• **TASK TO CARRY OUT**
Give every entry again, word for word.
== DATA EXTRACT
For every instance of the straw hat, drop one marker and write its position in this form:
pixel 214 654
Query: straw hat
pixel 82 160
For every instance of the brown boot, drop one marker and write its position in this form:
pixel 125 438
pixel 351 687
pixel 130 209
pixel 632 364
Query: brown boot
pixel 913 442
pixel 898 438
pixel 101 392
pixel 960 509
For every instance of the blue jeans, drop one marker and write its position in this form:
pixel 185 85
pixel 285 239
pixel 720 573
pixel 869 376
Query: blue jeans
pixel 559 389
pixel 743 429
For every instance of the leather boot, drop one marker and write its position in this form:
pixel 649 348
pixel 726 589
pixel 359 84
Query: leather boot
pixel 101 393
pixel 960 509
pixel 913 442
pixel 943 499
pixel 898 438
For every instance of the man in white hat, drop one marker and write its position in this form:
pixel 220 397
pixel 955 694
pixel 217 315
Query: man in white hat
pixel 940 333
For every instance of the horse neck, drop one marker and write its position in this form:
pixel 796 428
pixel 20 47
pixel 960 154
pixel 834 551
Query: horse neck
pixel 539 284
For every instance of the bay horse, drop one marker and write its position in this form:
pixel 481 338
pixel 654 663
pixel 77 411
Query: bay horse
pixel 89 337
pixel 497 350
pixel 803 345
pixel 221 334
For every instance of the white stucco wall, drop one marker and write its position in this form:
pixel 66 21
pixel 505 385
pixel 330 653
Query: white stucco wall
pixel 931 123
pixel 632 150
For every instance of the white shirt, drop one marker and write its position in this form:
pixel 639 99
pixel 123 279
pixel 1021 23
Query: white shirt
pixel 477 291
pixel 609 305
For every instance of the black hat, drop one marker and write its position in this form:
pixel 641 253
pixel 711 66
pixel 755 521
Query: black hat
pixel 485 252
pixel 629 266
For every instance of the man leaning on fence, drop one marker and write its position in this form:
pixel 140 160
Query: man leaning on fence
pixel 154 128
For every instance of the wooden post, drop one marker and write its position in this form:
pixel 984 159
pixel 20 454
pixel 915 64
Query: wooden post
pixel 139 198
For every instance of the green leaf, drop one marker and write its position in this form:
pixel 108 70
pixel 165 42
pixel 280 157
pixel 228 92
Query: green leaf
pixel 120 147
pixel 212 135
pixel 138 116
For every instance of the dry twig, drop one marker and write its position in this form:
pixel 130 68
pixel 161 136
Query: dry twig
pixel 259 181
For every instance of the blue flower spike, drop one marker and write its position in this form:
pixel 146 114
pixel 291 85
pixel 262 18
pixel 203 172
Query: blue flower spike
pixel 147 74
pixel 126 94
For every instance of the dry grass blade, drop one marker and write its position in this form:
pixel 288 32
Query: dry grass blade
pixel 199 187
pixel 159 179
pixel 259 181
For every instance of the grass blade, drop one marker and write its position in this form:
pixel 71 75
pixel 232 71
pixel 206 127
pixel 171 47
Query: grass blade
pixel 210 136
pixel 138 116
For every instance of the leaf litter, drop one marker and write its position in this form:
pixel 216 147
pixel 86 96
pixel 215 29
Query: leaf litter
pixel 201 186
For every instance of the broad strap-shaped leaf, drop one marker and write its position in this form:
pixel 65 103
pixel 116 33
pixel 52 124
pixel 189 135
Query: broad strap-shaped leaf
====
• **TASK SOLUTION**
For every instance of the straw hat, drop one marker and write its position in this form:
pixel 214 654
Query: straw hat
pixel 82 160
For every instance of the brown boot, drop one marker and write its position in this form:
pixel 125 438
pixel 351 687
pixel 130 209
pixel 632 364
Query: brown boot
pixel 913 442
pixel 898 438
pixel 101 392
pixel 960 509
For every instance of the blue jeans, drop one marker and write its position in this form:
pixel 185 85
pixel 285 239
pixel 720 573
pixel 869 376
Query: blue jeans
pixel 559 389
pixel 743 429
For every instance of the leather boot, drop one marker and write its position in this form:
pixel 649 348
pixel 726 589
pixel 359 84
Query: leather boot
pixel 101 393
pixel 960 509
pixel 913 442
pixel 943 499
pixel 898 438
For every instance of the man in white hat, drop one marker and write its position in this form:
pixel 220 397
pixel 955 694
pixel 217 315
Query: man in white hat
pixel 940 333
For every instance of the horse neck, drop one marker and write its position in this form:
pixel 796 428
pixel 20 47
pixel 960 154
pixel 834 551
Query: horse neck
pixel 539 284
For every instance of the bay horse, drop one marker and write its position in this form:
pixel 481 338
pixel 654 663
pixel 77 411
Query: bay horse
pixel 89 337
pixel 497 350
pixel 803 345
pixel 221 334
For every instance of the white stucco wall, drop one marker and write its position in this form:
pixel 66 21
pixel 505 385
pixel 330 653
Query: white stucco wall
pixel 931 123
pixel 632 150
For every instance of the white shirt, drop one marker and write its position in this form:
pixel 639 99
pixel 123 279
pixel 1021 23
Query: white shirt
pixel 477 291
pixel 609 305
For every instance of the black hat, drop one marker and write its position in this form:
pixel 641 253
pixel 711 66
pixel 755 521
Query: black hat
pixel 485 252
pixel 629 266
For every instance of the man leaning on fence, drop one marker and write its position in this form:
pixel 140 160
Query: man leaning on fence
pixel 154 128
For every instance of the wooden post, drop one marker and write its position in this form:
pixel 984 159
pixel 20 454
pixel 915 64
Query: wooden post
pixel 139 198
For every instance of the green leaf, drop one marker and write its position in this form:
pixel 108 70
pixel 165 42
pixel 280 157
pixel 228 92
Query: green leaf
pixel 120 147
pixel 212 135
pixel 138 116
For every instance of the dry twig, drop one marker and write its position in this form:
pixel 130 68
pixel 161 136
Query: dry twig
pixel 259 181
For every instance of the blue flower spike, drop one marker and write its position in this form:
pixel 146 114
pixel 291 85
pixel 262 18
pixel 203 172
Query: blue flower spike
pixel 147 74
pixel 126 94
For every instance of the dry grass blade, drop one marker and write its position in this form:
pixel 288 32
Query: dry grass blade
pixel 199 187
pixel 159 179
pixel 259 181
For every instance of the grass blade, drop one marker and write its position in this form:
pixel 71 75
pixel 232 71
pixel 206 127
pixel 171 47
Query: grass blade
pixel 210 136
pixel 138 116
For every instance of the leaf litter, drop one marker and write its position in this form:
pixel 216 147
pixel 86 96
pixel 215 29
Query: leaf litter
pixel 201 186
For every instance of the broad strap-shaped leaf, drop one marker and write its position in this form:
pixel 65 103
pixel 116 33
pixel 52 124
pixel 189 135
Query: broad strap-shaped leaf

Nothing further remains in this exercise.